**What the task asks:**
Copy each line exactly. Drop every picture.

**Records supplied:**
# # # # #

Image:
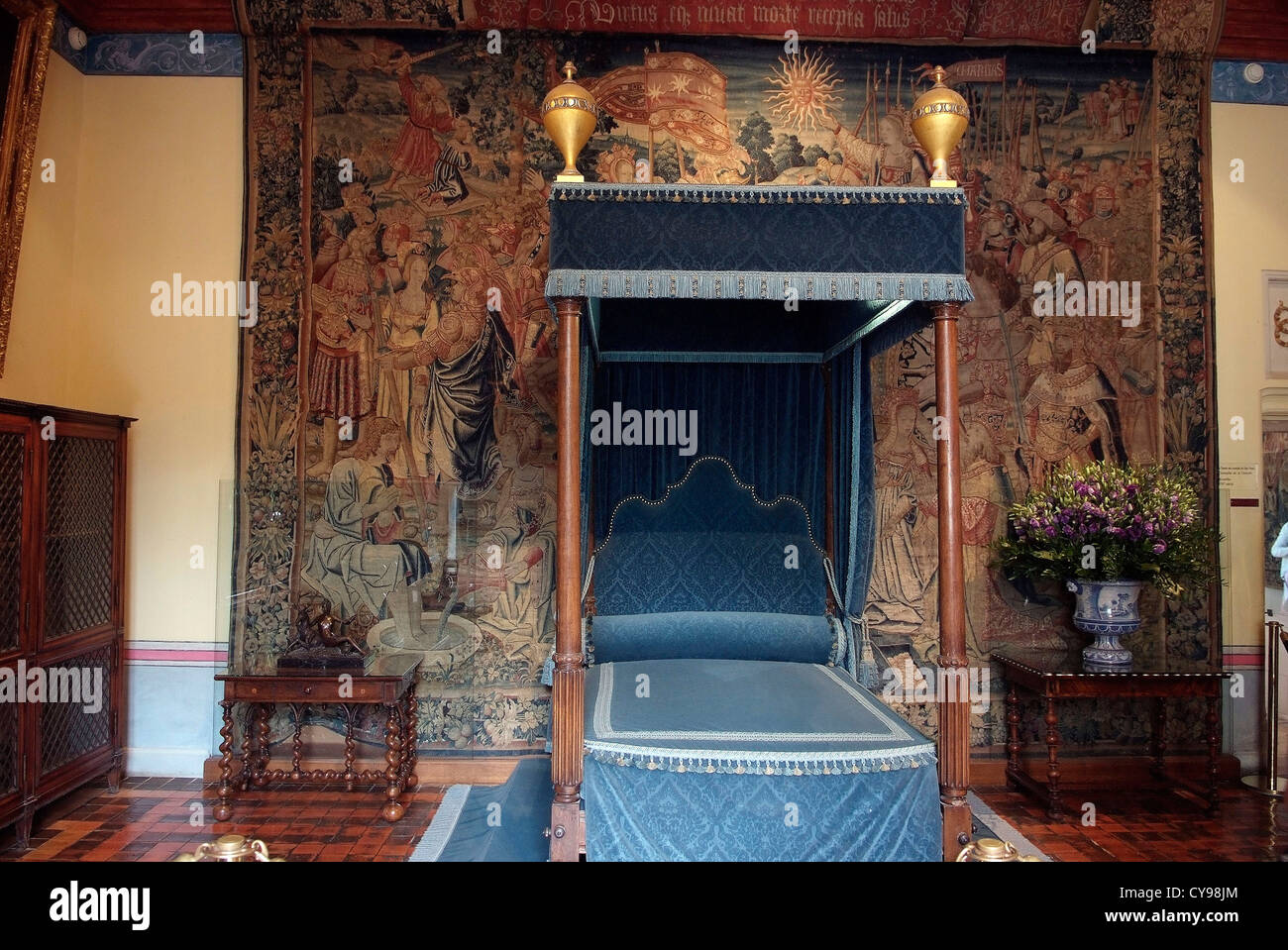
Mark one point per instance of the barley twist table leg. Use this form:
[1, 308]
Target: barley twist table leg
[263, 712]
[1052, 720]
[349, 748]
[393, 808]
[1158, 740]
[1013, 730]
[224, 810]
[1214, 722]
[410, 779]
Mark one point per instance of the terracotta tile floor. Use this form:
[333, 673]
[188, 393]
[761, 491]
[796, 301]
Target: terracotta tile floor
[149, 820]
[1149, 825]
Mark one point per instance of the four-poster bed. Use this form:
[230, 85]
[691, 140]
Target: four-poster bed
[756, 309]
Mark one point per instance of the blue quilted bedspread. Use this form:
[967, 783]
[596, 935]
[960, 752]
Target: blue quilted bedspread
[748, 760]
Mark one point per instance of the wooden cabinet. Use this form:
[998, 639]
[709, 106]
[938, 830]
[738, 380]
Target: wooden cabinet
[62, 624]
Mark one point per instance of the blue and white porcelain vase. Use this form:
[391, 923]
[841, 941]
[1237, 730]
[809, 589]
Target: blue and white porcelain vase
[1107, 609]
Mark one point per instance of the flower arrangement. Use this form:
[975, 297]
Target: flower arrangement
[1109, 521]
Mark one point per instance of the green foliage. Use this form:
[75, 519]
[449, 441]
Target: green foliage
[756, 136]
[1109, 521]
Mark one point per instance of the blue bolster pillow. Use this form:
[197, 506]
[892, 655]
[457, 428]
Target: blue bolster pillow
[713, 635]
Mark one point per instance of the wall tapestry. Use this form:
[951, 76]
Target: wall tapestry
[397, 456]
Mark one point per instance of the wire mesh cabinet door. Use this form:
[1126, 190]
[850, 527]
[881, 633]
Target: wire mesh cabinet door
[62, 624]
[16, 461]
[80, 472]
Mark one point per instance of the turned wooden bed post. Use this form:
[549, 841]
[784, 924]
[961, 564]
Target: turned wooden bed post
[568, 696]
[954, 707]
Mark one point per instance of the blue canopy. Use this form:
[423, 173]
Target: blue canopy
[756, 306]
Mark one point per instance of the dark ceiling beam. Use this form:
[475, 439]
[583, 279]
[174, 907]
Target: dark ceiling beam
[1254, 30]
[153, 16]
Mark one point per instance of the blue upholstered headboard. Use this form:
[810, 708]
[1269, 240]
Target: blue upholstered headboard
[735, 577]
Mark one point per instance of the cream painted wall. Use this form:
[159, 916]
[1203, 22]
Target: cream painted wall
[150, 183]
[1249, 236]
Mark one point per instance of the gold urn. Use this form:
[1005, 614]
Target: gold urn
[230, 847]
[939, 120]
[570, 116]
[988, 850]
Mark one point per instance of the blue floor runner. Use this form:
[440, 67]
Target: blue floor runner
[493, 823]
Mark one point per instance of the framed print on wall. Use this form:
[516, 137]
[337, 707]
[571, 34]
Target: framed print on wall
[1275, 304]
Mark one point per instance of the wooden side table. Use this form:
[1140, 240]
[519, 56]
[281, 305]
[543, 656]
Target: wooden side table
[1056, 675]
[387, 682]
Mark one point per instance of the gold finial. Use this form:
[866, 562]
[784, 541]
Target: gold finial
[568, 114]
[939, 120]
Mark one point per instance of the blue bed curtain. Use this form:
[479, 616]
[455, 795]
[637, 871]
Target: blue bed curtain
[853, 437]
[767, 418]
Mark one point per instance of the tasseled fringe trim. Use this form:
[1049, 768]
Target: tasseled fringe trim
[755, 284]
[763, 764]
[756, 194]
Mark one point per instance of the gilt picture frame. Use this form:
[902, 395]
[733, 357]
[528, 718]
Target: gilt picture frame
[1275, 305]
[30, 29]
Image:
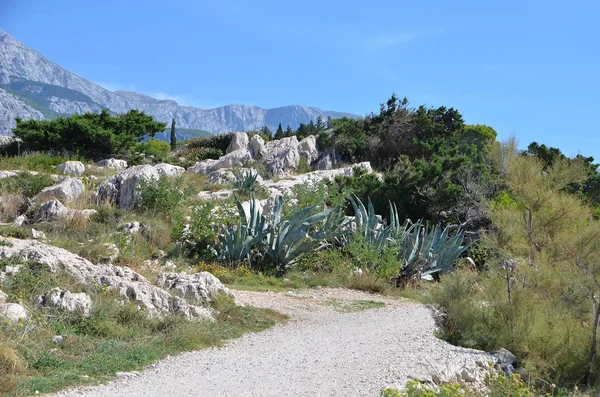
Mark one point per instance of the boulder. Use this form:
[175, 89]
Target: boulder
[128, 284]
[113, 164]
[69, 189]
[504, 356]
[72, 168]
[202, 167]
[51, 210]
[121, 189]
[257, 146]
[132, 227]
[239, 140]
[20, 220]
[281, 156]
[328, 160]
[307, 148]
[221, 177]
[65, 300]
[237, 158]
[220, 195]
[7, 174]
[200, 287]
[12, 312]
[37, 235]
[169, 169]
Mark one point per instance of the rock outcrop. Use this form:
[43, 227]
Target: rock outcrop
[67, 190]
[12, 312]
[169, 169]
[121, 189]
[281, 156]
[72, 168]
[257, 146]
[307, 148]
[127, 283]
[199, 287]
[113, 164]
[65, 300]
[239, 140]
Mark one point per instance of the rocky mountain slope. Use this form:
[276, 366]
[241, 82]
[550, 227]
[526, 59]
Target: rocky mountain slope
[32, 86]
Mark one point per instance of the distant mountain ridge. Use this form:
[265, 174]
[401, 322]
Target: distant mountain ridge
[32, 86]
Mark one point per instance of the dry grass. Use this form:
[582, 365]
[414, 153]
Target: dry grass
[10, 363]
[11, 206]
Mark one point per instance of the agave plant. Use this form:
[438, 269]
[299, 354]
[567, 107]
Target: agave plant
[246, 182]
[237, 242]
[289, 239]
[428, 252]
[372, 228]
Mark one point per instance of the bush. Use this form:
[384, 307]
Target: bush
[40, 162]
[198, 237]
[25, 183]
[159, 150]
[162, 196]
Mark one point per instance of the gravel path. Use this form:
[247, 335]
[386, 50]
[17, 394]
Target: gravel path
[322, 351]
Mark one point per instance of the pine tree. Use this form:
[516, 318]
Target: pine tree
[320, 124]
[279, 133]
[173, 135]
[329, 122]
[267, 133]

# # # # #

**Complete answer:**
Image:
Mark one point per instance of the barley twist table leg. Use this form:
[1, 308]
Target: barley twist table leg
[263, 712]
[1052, 720]
[349, 748]
[393, 808]
[1158, 740]
[1013, 730]
[224, 810]
[1214, 722]
[410, 779]
Mark one point per instance of the terracotta tile floor. Use this form:
[333, 673]
[188, 393]
[761, 491]
[796, 301]
Target: terracotta tile floor
[149, 820]
[1149, 825]
Mark one point per instance of the four-poster bed. Use this form:
[230, 85]
[691, 140]
Target: four-poster bed
[756, 309]
Mark one point per instance of the blue quilted bedspread. Use this form:
[967, 783]
[596, 935]
[960, 752]
Target: blue quilted bedspread
[748, 760]
Mark one point per instance of the wooden cabinet. Use this form:
[998, 639]
[709, 106]
[938, 830]
[738, 380]
Target: wooden cabinet
[62, 624]
Mark one point per instance of the blue and white porcelain vase. Use this form:
[391, 923]
[841, 941]
[1237, 730]
[809, 589]
Target: blue and white porcelain vase
[1107, 609]
Mark one point per instance of the flower arrangement. Use this form:
[975, 297]
Target: flower arrangement
[1109, 521]
Mark one point per instance of the green foliage. Use this form:
[75, 519]
[449, 441]
Target: green foliage
[756, 136]
[1109, 521]
Mark one point per instance of the blue bolster pillow. Use this form:
[197, 506]
[892, 655]
[457, 428]
Target: blue bolster pillow
[713, 635]
Mark one point per instance of the wall tapestry. Use this form:
[951, 76]
Target: wall tapestry
[397, 456]
Mark one point per instance of the wire mesh cabinet door. Use this form:
[1126, 190]
[850, 527]
[881, 633]
Target: wire mesh cabinet door
[62, 624]
[16, 461]
[80, 472]
Mark one point per instance of the turned wooden bed post. Use this form:
[549, 841]
[784, 924]
[961, 564]
Target: turned wooden bed post
[568, 696]
[954, 707]
Mark one point per instance of the blue canopy. Use this form:
[423, 173]
Target: blue canopy
[756, 306]
Mark one point per instance of the dark ceiling beam. Use this form:
[475, 439]
[583, 279]
[174, 907]
Target: dark ceiling beam
[1254, 30]
[153, 16]
Mark one point per instance of the blue upholstered headboard. Use this form:
[810, 708]
[1269, 240]
Target: blue upholstered headboard
[735, 577]
Mark one point per instance of the cream painted wall. Use this form:
[159, 916]
[1203, 22]
Target: cream painted wall
[150, 183]
[1249, 236]
Mark one point per instance of the gold urn. Use this form:
[1005, 614]
Target: gold urn
[230, 847]
[939, 120]
[570, 116]
[988, 850]
Mark one point per instance of the blue floor runner. Use this form:
[440, 67]
Target: blue floor runner
[493, 823]
Mark one point per instance of the framed print on wall. Use this form:
[516, 137]
[337, 707]
[571, 34]
Target: framed print on wall
[1275, 304]
Mark one point per instance of the wooden side table. Use this form:
[1140, 240]
[519, 56]
[281, 305]
[543, 656]
Target: wooden side table
[1056, 675]
[387, 682]
Mark one point per instance of the gold finial. Use this form:
[866, 562]
[784, 541]
Target: gold finial
[568, 114]
[939, 120]
Mark one point per instance of the blue bed curtain. Use this form:
[479, 616]
[455, 795]
[637, 871]
Target: blue bed curtain
[853, 437]
[767, 418]
Mark one point per instance of the tasseled fringe trim. Use this form:
[1049, 768]
Target: tasseled fringe trim
[755, 284]
[763, 764]
[756, 194]
Mark one point per instance of the gilt picture frame. Use this form:
[902, 395]
[733, 357]
[528, 718]
Target: gilt picture frame
[1275, 305]
[30, 29]
Image:
Mark one point per instance of the boulder. Use this form:
[175, 89]
Target: boulder
[128, 284]
[113, 164]
[69, 189]
[504, 356]
[72, 168]
[202, 167]
[51, 210]
[121, 189]
[257, 146]
[132, 227]
[239, 140]
[20, 220]
[281, 156]
[328, 160]
[307, 148]
[221, 177]
[65, 300]
[237, 158]
[220, 195]
[7, 174]
[200, 287]
[12, 312]
[37, 235]
[169, 169]
Mark one point per instance of the rock outcrop. Use this form:
[43, 227]
Target: rock outcrop
[67, 190]
[12, 312]
[169, 169]
[121, 189]
[281, 156]
[72, 168]
[257, 146]
[307, 148]
[127, 283]
[199, 287]
[113, 164]
[65, 300]
[239, 140]
Mark one point per instance of the rocky mountain slope. Use this form:
[276, 366]
[241, 82]
[550, 227]
[526, 59]
Target: rocky mountain slope
[32, 86]
Mark one point per instance of the distant mountain ridge. Use this form:
[265, 174]
[401, 322]
Target: distant mountain ridge
[32, 86]
Mark one point per instance of the dry grass. Use this form:
[582, 365]
[414, 153]
Target: dry grass
[10, 363]
[11, 206]
Mark one point per instance of the agave plant. Use this form:
[438, 269]
[299, 354]
[567, 107]
Target: agave plant
[246, 182]
[237, 242]
[289, 239]
[428, 252]
[372, 228]
Mark one point per instance of the bush. Use this form:
[384, 307]
Target: bush
[40, 162]
[198, 237]
[25, 183]
[159, 150]
[162, 196]
Mark one point per instance of the gravel path. Use this form:
[247, 335]
[386, 50]
[17, 394]
Target: gravel path
[322, 351]
Mark one point per instance of the pine tree. Use this form:
[516, 318]
Target: pine tree
[320, 124]
[279, 133]
[173, 135]
[329, 122]
[267, 133]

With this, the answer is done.